* [SUPPLIED PASSAGE]:
........

Published June 14, 2017

Attorney General Jeff Sessions is using the public health crisis of the nation's opioid epidemic to justify an assault on states that legally allow the medicinal use of marijuana. He is once again on the wrong side of the drug war with a policy that could actually drive rather than curb the drug trade. Given the death toll that opiates have taken in Florida, the state's attorney general, Pam Bondi, should use her clout with President Donald Trump to set the administration straight.

In a May letter that became public Monday, Sessions asked congressional leaders to remove from legislation any language that would prevent the Justice Department from using its funds or authority to preclude states "from implementing their own state laws that authorize the use, distribution, possession or cultivation of medical marijuana."

Sessions said the protections, known as the Rohrabacher-Farr amendment, would "inhibit" his department's ability to enforce the Controlled Substances Act, and he said it would be "unwise" for Congress to tie the hands of federal prosecutors "in the midst of an historic drug epidemic and potentially long-term uptick in violent crime." Congress adopted the amendment in 2014.

"The department must be in a position," Sessions said, "to use all laws available to combat the transnational drug organizations and dangerous drug traffickers who threaten American lives."

For Sessions to confuse the opioid epidemic with the right of states to administer medical marijuana in an orderly process is reckless. People are not dying from marijuana; they are dying from their addiction to deadly opiates. Speaking of the two in a single context only distorts reality. And it ignores the will of the voters in states who view medical marijuana not as a criminal threat but an exercise in public welfare. A Quinnipiac poll conducted in April found that it was supported by 94 percent of the public. Although the drug remains illegal under federal law, 28 states and Washington, D.C., have legalized the use of medical marijuana in some form.

........

Print the part of the passage on Jeff Sessions and medical marijuana starting at "Published June 14, 2017" and ending at "the administration straight.".

........

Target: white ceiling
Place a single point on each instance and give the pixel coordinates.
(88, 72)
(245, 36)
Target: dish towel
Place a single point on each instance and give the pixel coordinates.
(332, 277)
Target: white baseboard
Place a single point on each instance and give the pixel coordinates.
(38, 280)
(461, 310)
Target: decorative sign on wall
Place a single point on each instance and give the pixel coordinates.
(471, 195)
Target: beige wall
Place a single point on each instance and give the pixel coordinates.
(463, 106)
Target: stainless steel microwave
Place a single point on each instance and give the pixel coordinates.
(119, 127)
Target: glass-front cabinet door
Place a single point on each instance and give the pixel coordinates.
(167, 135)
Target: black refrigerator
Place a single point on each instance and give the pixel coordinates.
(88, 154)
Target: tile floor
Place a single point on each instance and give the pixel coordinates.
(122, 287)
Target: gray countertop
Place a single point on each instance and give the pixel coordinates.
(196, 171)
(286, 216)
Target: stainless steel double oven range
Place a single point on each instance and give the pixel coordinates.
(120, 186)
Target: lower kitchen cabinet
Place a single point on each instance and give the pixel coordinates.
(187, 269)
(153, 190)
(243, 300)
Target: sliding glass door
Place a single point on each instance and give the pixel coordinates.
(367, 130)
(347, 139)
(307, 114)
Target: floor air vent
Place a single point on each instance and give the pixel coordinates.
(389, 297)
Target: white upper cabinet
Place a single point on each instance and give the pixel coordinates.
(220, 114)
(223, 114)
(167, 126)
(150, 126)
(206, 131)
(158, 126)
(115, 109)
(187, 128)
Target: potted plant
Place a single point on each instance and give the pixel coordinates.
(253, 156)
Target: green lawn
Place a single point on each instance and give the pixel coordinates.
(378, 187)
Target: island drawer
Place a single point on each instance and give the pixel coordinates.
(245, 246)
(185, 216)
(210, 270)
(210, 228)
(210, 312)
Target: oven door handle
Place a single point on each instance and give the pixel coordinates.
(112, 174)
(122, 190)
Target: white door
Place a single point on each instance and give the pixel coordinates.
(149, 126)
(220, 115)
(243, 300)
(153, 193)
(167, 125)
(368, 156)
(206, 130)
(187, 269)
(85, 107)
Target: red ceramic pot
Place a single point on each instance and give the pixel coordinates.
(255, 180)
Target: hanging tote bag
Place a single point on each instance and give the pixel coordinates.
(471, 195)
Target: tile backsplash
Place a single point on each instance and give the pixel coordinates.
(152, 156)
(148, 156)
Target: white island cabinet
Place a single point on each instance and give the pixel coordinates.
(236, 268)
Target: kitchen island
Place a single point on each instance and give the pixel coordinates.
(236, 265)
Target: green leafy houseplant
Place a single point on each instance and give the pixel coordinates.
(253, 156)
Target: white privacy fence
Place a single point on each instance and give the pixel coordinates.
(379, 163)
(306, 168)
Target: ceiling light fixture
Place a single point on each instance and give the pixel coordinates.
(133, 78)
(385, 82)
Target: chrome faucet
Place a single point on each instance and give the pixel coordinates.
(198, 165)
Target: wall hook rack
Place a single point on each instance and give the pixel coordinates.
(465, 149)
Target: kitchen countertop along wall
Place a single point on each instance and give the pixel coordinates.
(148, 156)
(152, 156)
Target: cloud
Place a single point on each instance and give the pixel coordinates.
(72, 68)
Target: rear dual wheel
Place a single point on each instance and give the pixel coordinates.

........

* [TASK ANSWER]:
Published June 14, 2017

Attorney General Jeff Sessions is using the public health crisis of the nation's opioid epidemic to justify an assault on states that legally allow the medicinal use of marijuana. He is once again on the wrong side of the drug war with a policy that could actually drive rather than curb the drug trade. Given the death toll that opiates have taken in Florida, the state's attorney general, Pam Bondi, should use her clout with President Donald Trump to set the administration straight.